■ Aufgaben
- A) Welchen Rauschabstand nennt The_Maegges im Forenthread über Soundkarten als gut?
- B) Ermittle, wie viele Zeilen der Auflistung die Zeichenfolge „wispy“ enthalten, wobei Groß- und Kleinschreibung zählt. Gib nur die Zahl an.

=== Seite ===

# Welche Soundkarte?



## xxScalaxx (20. Februar 2007)

Hallo habe vor mir eine gute Soundkarte für das Studio zu holen.
kann mir jemand eine ampfehlen? Schwanke grade zwischen E-mu 1820m und e-mu 1616m. Wo liegt beio den beiden eigendlich der unterschied?


----------



## meta_grafix (20. Februar 2007)

Moin,

wenn Du etwas vernünftiges willst, dann schau hier:

Audiointerface:
Eine von beiden, je nach Anforderung

Clocker:
Den
oder besser
den.

Gruß


----------



## xxScalaxx (20. Februar 2007)

Hi danke für dein Rat nur fehlt das nötige klein geld für diese deminsionen zur zeit. ja ich hab zwar von studio geredet nur wirds erste inmal ein anfänger studio. hätte ich sagen sollen. deshalb sollte es erstmal etwas billiger sein. kann mir nun jemand eine geeignete soundkarte empfhelen? danke scala


----------



## The_Maegges (21. Februar 2007)

Such dir eine die idealerweise ASIO 2.0 Unterstützung und nen guten Rauschabstand (112 db) hat. 
Z.B. sowas wie die M-Audio Audiophile oder die kleineren Soundkarten von E-Mu.


----------



## Lyn555 (21. Februar 2007)

Günstig und gut sind M-Audio Karten...
Hier kommt es natürlich auch wieder aufs Kleingeld an... Die Audiophile Reihe ist günstig zu haben und machen ihre arbeit sehr gut...


----------

=== Gegebene Daten ===

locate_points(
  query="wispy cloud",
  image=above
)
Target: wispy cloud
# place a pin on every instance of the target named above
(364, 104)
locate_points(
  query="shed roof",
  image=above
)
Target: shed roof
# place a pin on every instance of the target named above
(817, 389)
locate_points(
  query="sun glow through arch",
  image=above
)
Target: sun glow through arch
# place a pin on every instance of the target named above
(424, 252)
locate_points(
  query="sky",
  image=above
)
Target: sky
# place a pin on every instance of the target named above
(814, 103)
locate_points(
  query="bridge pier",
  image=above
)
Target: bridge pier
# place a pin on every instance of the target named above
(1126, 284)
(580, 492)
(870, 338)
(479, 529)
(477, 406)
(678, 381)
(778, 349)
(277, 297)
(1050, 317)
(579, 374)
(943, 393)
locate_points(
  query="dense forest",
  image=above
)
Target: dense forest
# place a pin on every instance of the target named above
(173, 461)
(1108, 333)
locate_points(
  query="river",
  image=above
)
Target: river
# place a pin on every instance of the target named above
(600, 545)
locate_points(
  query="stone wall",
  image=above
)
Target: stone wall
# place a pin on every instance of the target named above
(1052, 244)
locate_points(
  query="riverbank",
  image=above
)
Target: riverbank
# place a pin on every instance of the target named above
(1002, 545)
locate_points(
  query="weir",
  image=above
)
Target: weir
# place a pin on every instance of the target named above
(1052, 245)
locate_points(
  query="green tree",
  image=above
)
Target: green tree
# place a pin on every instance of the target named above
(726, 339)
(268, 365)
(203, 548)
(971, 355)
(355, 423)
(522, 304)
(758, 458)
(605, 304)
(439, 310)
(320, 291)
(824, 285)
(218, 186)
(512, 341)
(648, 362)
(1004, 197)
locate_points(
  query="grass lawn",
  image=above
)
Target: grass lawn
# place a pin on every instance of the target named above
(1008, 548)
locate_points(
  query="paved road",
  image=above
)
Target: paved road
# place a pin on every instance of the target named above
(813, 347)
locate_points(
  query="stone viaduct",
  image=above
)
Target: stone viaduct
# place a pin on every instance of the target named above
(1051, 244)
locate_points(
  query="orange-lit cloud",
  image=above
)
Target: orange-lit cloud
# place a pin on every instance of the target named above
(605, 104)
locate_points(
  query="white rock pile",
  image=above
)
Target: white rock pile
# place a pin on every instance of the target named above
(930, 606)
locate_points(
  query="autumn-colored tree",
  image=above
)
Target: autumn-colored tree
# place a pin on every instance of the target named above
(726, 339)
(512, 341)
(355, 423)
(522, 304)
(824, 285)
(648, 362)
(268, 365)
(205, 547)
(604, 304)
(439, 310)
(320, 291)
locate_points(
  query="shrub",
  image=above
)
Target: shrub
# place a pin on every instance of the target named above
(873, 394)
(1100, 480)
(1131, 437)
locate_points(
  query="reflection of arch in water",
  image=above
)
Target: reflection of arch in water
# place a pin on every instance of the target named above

===

■ Lösungen
- A) 112 db

- B) 2